Report each line of the entries below that contains the word "distant". Case matters, so a version with different capitalization doesn't count.

---------- THE DATA

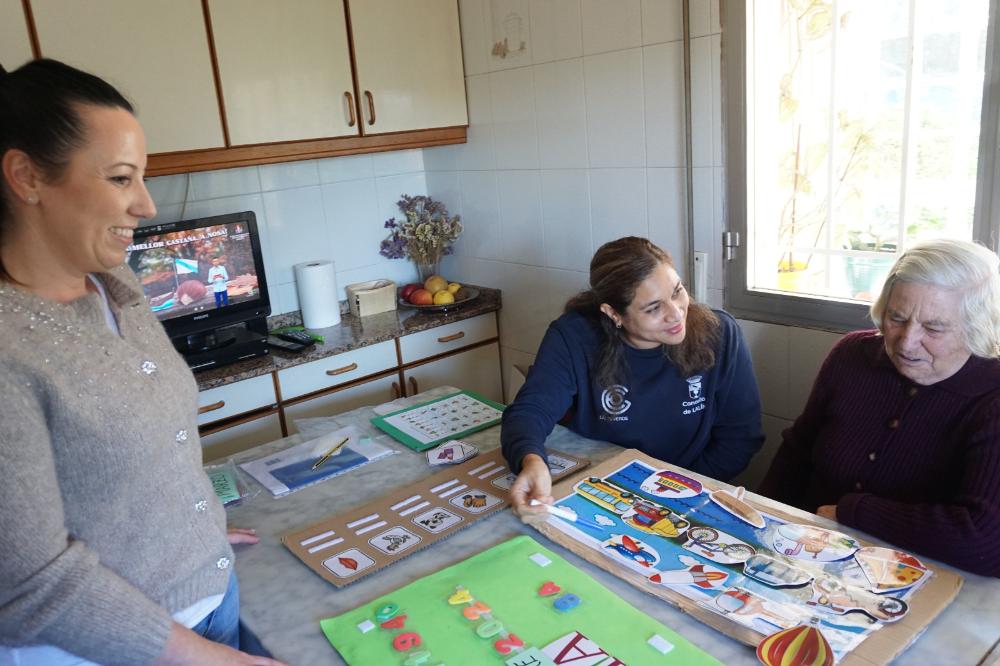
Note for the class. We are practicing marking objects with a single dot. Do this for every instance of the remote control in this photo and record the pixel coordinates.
(300, 337)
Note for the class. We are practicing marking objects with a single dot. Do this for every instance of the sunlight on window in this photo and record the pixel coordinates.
(863, 135)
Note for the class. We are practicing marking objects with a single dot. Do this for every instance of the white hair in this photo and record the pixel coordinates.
(970, 270)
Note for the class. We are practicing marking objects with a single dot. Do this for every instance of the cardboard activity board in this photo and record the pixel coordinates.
(352, 545)
(516, 604)
(747, 572)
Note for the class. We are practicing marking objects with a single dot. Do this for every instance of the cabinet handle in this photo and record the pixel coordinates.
(371, 107)
(350, 109)
(340, 371)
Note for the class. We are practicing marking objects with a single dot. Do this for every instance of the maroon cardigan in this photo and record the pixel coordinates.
(917, 466)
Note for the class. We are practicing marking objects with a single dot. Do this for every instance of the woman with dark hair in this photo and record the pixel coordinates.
(113, 545)
(900, 436)
(635, 362)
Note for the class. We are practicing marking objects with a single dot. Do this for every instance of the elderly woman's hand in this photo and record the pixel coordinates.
(533, 483)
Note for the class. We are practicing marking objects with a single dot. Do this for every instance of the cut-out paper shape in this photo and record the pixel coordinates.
(704, 576)
(436, 520)
(451, 452)
(348, 563)
(734, 503)
(395, 540)
(745, 606)
(718, 546)
(606, 495)
(888, 570)
(655, 519)
(804, 645)
(815, 544)
(670, 485)
(631, 550)
(475, 501)
(660, 644)
(833, 596)
(775, 573)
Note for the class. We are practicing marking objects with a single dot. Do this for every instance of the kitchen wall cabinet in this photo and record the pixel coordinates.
(409, 64)
(155, 51)
(284, 69)
(15, 44)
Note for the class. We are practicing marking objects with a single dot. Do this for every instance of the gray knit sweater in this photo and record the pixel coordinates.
(108, 524)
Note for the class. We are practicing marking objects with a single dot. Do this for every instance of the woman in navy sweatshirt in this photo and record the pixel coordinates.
(634, 362)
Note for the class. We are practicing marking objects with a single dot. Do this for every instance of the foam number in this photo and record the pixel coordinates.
(476, 610)
(506, 645)
(406, 642)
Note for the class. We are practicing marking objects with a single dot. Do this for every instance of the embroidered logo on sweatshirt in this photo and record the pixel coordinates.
(614, 403)
(697, 400)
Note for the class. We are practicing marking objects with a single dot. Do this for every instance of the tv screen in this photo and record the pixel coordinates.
(201, 274)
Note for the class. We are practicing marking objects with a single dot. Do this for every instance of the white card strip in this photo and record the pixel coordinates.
(362, 521)
(444, 485)
(409, 500)
(323, 546)
(414, 508)
(318, 537)
(375, 526)
(454, 490)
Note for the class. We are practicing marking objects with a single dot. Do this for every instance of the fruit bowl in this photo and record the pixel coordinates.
(462, 297)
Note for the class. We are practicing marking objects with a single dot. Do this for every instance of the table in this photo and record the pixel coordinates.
(283, 601)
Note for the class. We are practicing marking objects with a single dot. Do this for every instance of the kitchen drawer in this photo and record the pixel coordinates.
(335, 370)
(446, 338)
(221, 403)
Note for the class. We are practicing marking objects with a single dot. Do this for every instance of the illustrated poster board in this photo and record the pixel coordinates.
(346, 547)
(684, 533)
(520, 582)
(452, 416)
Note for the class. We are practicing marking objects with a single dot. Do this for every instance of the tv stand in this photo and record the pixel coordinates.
(212, 348)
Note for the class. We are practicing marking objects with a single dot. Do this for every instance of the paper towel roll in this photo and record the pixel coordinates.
(316, 284)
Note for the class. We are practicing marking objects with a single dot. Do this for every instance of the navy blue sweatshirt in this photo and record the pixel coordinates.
(708, 422)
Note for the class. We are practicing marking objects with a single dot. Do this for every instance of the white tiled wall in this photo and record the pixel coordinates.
(577, 140)
(318, 209)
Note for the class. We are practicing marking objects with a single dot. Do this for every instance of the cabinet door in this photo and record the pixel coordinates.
(154, 51)
(409, 62)
(284, 69)
(370, 393)
(477, 370)
(225, 443)
(15, 46)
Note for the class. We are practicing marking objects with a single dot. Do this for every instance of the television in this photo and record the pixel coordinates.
(201, 275)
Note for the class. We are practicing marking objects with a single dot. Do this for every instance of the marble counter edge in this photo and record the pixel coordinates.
(347, 336)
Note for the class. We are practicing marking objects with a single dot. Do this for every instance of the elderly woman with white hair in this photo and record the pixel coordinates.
(900, 436)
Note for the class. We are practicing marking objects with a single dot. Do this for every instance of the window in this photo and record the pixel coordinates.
(854, 129)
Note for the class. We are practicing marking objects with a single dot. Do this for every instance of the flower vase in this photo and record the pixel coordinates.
(426, 269)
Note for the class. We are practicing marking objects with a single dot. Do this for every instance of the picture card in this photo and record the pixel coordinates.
(346, 547)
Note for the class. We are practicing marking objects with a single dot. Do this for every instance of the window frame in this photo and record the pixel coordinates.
(815, 312)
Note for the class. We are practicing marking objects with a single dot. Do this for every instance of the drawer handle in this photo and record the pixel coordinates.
(350, 108)
(340, 371)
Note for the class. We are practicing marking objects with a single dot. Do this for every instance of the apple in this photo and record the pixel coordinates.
(421, 297)
(409, 289)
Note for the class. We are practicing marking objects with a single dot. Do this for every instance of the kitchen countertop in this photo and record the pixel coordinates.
(352, 333)
(283, 601)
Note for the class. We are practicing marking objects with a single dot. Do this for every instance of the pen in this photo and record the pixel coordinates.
(560, 512)
(326, 456)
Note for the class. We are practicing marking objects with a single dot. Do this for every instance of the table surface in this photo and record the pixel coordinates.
(283, 601)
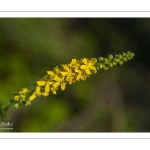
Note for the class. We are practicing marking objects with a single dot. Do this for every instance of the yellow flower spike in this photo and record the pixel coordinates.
(45, 94)
(41, 83)
(32, 97)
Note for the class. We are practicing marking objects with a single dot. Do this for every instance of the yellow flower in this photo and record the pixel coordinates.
(38, 90)
(32, 97)
(24, 90)
(28, 103)
(88, 65)
(41, 83)
(54, 89)
(17, 98)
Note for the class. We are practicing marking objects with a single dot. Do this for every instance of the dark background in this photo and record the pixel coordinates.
(117, 100)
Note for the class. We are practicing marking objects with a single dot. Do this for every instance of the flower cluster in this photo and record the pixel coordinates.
(68, 73)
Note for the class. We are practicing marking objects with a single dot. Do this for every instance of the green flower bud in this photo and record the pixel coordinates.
(110, 57)
(120, 62)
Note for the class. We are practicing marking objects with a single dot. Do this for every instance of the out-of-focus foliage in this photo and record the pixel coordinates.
(113, 100)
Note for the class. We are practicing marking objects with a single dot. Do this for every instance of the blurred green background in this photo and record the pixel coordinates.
(117, 100)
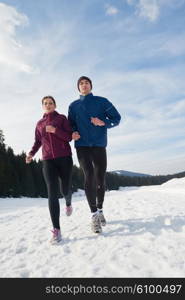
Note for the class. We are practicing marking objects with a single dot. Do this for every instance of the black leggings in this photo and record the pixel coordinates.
(58, 172)
(93, 161)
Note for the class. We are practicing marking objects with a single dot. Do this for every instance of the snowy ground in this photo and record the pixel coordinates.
(144, 236)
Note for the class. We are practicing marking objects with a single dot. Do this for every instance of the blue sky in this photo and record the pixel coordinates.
(134, 52)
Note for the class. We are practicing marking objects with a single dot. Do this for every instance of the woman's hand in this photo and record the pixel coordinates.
(75, 135)
(50, 128)
(97, 122)
(29, 158)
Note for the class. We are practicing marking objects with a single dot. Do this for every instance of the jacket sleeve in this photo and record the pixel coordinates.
(37, 142)
(112, 116)
(65, 132)
(71, 119)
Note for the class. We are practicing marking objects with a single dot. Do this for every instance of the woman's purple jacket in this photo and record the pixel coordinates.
(53, 144)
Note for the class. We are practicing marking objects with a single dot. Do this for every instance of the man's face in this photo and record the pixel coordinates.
(84, 87)
(48, 105)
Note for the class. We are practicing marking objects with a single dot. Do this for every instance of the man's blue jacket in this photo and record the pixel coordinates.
(80, 113)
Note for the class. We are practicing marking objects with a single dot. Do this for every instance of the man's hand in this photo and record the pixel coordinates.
(97, 122)
(28, 159)
(76, 136)
(50, 128)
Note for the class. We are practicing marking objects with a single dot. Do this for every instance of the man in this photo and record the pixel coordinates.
(90, 116)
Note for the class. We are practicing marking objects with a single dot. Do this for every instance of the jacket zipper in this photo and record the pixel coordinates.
(50, 139)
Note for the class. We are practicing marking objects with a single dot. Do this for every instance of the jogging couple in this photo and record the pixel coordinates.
(89, 117)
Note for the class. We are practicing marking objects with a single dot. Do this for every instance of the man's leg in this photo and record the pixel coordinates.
(51, 179)
(64, 166)
(100, 165)
(85, 161)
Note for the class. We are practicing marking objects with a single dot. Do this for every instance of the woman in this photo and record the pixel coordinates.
(53, 133)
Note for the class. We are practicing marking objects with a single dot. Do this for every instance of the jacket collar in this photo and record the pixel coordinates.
(82, 97)
(50, 115)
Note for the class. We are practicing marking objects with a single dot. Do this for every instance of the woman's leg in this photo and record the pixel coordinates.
(64, 166)
(85, 161)
(51, 178)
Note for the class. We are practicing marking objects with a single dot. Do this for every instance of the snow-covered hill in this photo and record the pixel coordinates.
(144, 236)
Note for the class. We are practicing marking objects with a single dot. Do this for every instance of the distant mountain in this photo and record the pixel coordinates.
(128, 173)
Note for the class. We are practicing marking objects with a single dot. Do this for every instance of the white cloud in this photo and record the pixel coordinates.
(149, 9)
(12, 52)
(111, 10)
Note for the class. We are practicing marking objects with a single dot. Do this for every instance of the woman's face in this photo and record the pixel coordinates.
(48, 105)
(84, 87)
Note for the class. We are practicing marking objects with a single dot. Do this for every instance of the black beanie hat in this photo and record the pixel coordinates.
(84, 78)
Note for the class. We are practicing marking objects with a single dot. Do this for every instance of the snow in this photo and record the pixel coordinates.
(144, 236)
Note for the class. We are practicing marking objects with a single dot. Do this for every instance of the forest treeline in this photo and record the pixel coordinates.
(18, 179)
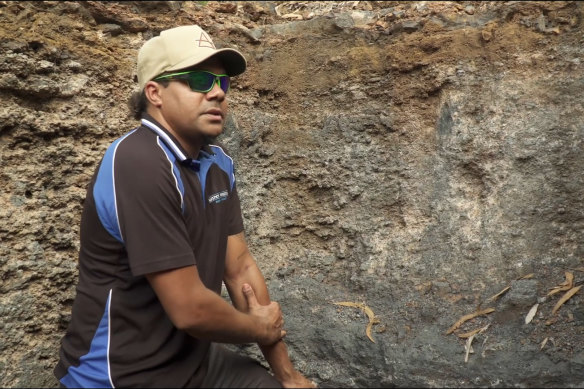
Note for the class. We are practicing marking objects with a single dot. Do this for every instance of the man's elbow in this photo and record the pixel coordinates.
(189, 318)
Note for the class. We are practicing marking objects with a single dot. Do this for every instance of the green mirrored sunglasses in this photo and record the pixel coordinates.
(200, 80)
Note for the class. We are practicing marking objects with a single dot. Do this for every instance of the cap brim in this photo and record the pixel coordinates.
(233, 61)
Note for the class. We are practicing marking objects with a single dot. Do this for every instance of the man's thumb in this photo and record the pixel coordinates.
(249, 295)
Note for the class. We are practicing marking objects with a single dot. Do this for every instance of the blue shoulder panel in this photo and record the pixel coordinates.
(94, 370)
(104, 192)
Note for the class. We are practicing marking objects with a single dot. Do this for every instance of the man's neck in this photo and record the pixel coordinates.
(191, 146)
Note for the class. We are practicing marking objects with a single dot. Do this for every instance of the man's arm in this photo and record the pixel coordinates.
(241, 269)
(204, 314)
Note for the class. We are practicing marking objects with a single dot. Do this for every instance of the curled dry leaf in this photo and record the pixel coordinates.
(527, 276)
(473, 332)
(565, 298)
(368, 311)
(468, 317)
(531, 314)
(566, 285)
(495, 297)
(468, 348)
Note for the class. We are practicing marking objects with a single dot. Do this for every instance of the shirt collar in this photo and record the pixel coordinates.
(150, 123)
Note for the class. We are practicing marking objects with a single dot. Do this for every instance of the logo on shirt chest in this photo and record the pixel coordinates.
(218, 197)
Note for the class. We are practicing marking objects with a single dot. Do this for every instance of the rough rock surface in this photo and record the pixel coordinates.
(416, 157)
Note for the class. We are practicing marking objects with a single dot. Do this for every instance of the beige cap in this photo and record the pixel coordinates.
(180, 48)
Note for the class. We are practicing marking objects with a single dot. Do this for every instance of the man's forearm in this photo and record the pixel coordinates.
(276, 354)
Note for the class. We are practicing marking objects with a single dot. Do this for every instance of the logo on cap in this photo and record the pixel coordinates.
(205, 41)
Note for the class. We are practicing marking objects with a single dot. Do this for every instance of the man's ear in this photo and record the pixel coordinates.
(152, 92)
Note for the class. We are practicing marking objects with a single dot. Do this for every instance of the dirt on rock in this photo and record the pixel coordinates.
(415, 157)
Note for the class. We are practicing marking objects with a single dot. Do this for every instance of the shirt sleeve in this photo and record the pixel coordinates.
(149, 205)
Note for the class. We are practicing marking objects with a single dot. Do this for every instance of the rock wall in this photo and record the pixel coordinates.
(415, 158)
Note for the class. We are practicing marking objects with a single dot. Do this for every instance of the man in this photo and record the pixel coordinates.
(161, 230)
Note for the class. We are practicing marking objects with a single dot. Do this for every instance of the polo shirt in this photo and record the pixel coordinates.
(148, 208)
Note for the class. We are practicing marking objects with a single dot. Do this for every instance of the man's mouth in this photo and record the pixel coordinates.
(216, 113)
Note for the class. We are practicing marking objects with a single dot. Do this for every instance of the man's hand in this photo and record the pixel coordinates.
(296, 380)
(269, 317)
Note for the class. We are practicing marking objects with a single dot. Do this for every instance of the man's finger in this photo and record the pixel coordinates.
(249, 295)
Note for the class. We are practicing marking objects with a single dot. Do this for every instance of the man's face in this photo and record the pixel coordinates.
(190, 114)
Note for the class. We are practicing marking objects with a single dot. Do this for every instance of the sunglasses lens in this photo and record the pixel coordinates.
(204, 81)
(201, 81)
(224, 82)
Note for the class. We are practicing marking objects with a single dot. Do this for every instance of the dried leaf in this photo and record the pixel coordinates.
(368, 311)
(468, 348)
(565, 298)
(551, 321)
(566, 285)
(292, 16)
(468, 317)
(473, 332)
(495, 297)
(527, 276)
(531, 314)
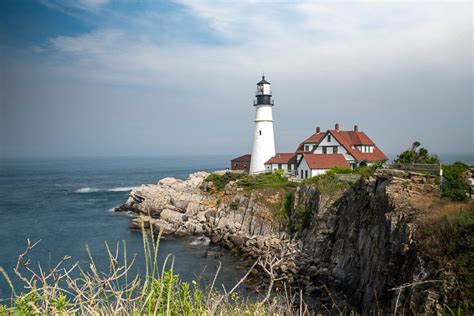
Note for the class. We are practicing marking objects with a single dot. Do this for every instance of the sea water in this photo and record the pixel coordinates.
(68, 204)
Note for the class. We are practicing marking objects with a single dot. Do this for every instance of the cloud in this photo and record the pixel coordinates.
(381, 65)
(71, 7)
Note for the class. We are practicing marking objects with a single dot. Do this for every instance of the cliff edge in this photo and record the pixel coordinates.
(360, 247)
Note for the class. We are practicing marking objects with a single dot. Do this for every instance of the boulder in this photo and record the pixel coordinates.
(173, 216)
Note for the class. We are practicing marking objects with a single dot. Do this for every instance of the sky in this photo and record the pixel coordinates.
(131, 78)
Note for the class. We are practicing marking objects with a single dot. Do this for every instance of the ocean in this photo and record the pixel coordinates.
(68, 204)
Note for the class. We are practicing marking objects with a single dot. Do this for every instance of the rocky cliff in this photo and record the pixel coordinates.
(359, 248)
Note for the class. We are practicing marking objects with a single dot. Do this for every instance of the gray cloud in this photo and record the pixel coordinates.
(401, 71)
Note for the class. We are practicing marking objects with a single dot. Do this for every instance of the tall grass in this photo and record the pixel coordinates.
(75, 289)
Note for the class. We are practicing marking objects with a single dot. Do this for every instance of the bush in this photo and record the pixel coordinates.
(340, 170)
(234, 205)
(450, 240)
(327, 183)
(455, 195)
(266, 181)
(416, 155)
(454, 184)
(158, 291)
(220, 181)
(283, 208)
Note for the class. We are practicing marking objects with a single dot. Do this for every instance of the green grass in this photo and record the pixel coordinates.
(72, 289)
(327, 183)
(221, 180)
(450, 239)
(249, 182)
(266, 181)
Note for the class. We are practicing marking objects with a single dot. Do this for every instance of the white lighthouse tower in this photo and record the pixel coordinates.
(263, 140)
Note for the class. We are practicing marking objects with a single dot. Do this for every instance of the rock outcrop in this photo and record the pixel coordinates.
(236, 219)
(363, 247)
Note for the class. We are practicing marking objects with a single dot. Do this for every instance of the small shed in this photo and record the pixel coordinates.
(241, 163)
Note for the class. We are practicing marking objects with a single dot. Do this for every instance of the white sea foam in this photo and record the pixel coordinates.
(87, 190)
(121, 189)
(92, 190)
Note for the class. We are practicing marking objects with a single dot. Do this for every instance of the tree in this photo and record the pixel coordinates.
(417, 154)
(455, 184)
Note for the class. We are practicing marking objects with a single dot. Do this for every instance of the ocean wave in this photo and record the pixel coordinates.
(121, 189)
(94, 190)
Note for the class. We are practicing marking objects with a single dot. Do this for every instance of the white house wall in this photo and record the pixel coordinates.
(340, 149)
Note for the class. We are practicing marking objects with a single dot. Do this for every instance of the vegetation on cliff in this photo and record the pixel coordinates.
(416, 154)
(276, 180)
(160, 291)
(448, 240)
(455, 185)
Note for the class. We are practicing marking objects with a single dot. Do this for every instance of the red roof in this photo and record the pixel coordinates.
(313, 139)
(282, 158)
(350, 139)
(325, 161)
(243, 158)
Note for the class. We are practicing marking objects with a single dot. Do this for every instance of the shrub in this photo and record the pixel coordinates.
(454, 184)
(266, 181)
(450, 240)
(340, 170)
(234, 205)
(416, 155)
(455, 195)
(283, 208)
(327, 183)
(119, 291)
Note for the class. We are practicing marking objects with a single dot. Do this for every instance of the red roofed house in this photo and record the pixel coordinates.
(283, 161)
(322, 151)
(316, 164)
(355, 146)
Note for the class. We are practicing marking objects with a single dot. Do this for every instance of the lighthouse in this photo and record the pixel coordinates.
(263, 139)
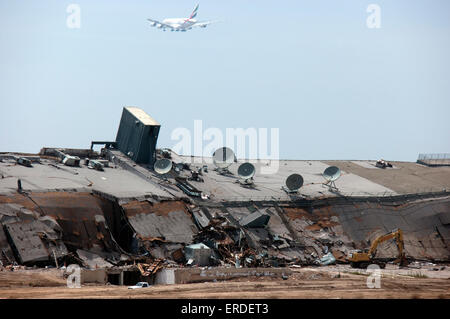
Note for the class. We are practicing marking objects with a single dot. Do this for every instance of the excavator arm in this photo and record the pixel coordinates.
(397, 234)
(364, 258)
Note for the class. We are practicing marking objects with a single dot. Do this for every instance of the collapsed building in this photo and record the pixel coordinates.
(112, 210)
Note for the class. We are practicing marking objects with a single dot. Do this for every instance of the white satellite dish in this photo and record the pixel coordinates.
(162, 166)
(246, 171)
(223, 158)
(294, 182)
(331, 174)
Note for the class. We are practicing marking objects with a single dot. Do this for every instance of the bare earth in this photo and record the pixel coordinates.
(324, 282)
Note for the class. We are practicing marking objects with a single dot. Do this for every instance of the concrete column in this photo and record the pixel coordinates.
(121, 278)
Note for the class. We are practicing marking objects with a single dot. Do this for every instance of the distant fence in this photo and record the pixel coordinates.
(420, 193)
(441, 159)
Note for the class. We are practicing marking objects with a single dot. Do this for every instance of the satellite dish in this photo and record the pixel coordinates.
(163, 166)
(223, 157)
(294, 182)
(331, 174)
(246, 171)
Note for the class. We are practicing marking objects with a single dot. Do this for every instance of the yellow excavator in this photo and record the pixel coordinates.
(361, 259)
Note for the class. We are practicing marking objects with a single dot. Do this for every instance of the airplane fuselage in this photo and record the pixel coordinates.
(179, 22)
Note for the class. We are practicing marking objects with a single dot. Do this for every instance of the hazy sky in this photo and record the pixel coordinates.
(335, 88)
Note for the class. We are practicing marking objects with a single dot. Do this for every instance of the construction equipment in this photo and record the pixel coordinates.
(361, 259)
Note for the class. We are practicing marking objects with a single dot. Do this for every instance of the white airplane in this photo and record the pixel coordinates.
(180, 24)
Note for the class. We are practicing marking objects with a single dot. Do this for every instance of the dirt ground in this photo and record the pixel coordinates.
(323, 282)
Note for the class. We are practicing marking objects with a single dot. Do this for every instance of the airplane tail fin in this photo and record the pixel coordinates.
(194, 12)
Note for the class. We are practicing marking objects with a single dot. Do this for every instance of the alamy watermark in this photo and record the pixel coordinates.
(74, 278)
(254, 144)
(374, 279)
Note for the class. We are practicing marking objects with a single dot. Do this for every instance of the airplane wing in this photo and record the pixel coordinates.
(203, 24)
(156, 23)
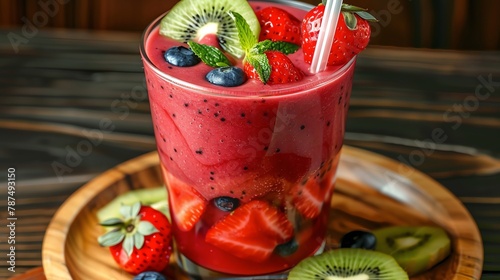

--------------------

● SOLVED PROBLEM
Note for the class. We are practicing marking objects with a single dot. Do this for every instance of the distant mountain in this photo and record the pixel coordinates.
Note for the class. We are practicing marking objects with a single dot. Do this for every instance of the distant fence in this photo and record the pixel coordinates.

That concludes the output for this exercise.